-- begin SOURCE TEXT --
The pension annual allowance caps how much can be paid into your pension in a tax year before an additional tax charge applies. For most people the limit is generous — but for high earners, those in defined benefit schemes, and anyone who has already started drawing down, the rules are considerably more complex.
For the full PocketWise overview of pension tax relief and contribution rules, see the Pension Tax Hub.
The standard annual allowance: £60,000
From 2023/24 onwards, the standard pension annual allowance is £60,000 per tax year. This covers the total pension input — your contributions, employer contributions, and tax relief — across all pension schemes combined.
What counts towards the allowance:
| Pension type | What is measured |
|---|---|
| Defined contribution (workplace, SIPP, personal pension) | Total contributions in, including employer contributions and HMRC top-up |
| Defined benefit | Increase in pension value × 16 (accrual factor) |
What does not count:
- State Pension contributions (Class 1, 2, or 3 NIC)
- Transfers between pension schemes
- Death-in-service lump sums
The tapered annual allowance for high earners
The tapered annual allowance reduces the £60,000 limit for very high earners. The taper only applies if both of the following are true:
- Threshold income (income after deducting personal pension contributions) exceeds £200,000, AND
- Adjusted income (all income plus employer pension contributions) exceeds £260,000
If both thresholds are met, the annual allowance reduces by £1 for every £2 of adjusted income above £260,000, to a minimum of £10,000.
| Adjusted income | Tapered annual allowance |
|---|---|
| £260,000 | £60,000 (no taper) |
| £300,000 | £40,000 |
| £340,000 | £20,000 |
| £360,000+ | £10,000 (minimum) |
Important: The taper is calculated on adjusted income (which includes employer contributions). If your employer makes large pension contributions, these count towards your adjusted income and could trigger or worsen the taper even if your salary alone is below £260,000.
-- end SOURCE TEXT --
(WORK TO COMPLETE)
• 1. In the annual allowance text, what is the lowest amount the tapered annual allowance can reach?
• 2. Which items does the annual allowance text name as not counting toward the allowance?
The lines that come after the annual allowance text have nothing to do with it.
-- begin PROVIDED DATA --
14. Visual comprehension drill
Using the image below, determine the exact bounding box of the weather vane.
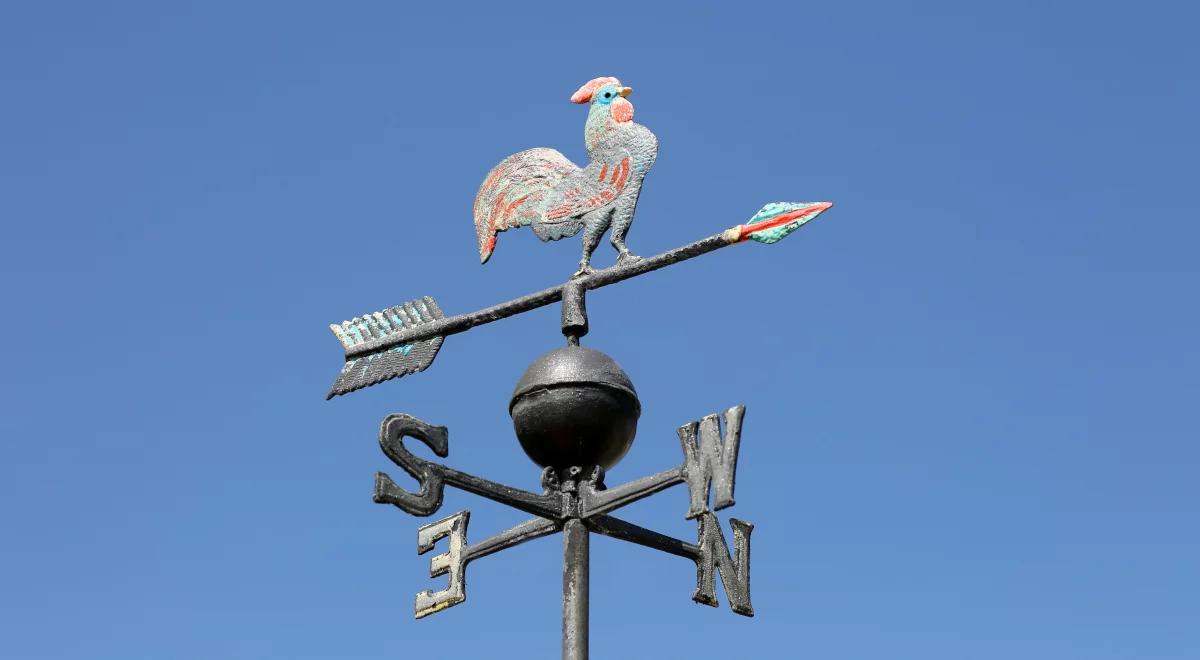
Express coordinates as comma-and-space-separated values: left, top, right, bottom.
326, 77, 830, 660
-- end PROVIDED DATA --
(WRITTEN RESPONSES)
• 1. £10,000

• 2.
- State Pension contributions (Class 1, 2, or 3 NIC)
- Transfers between pension schemes
- Death-in-service lump sums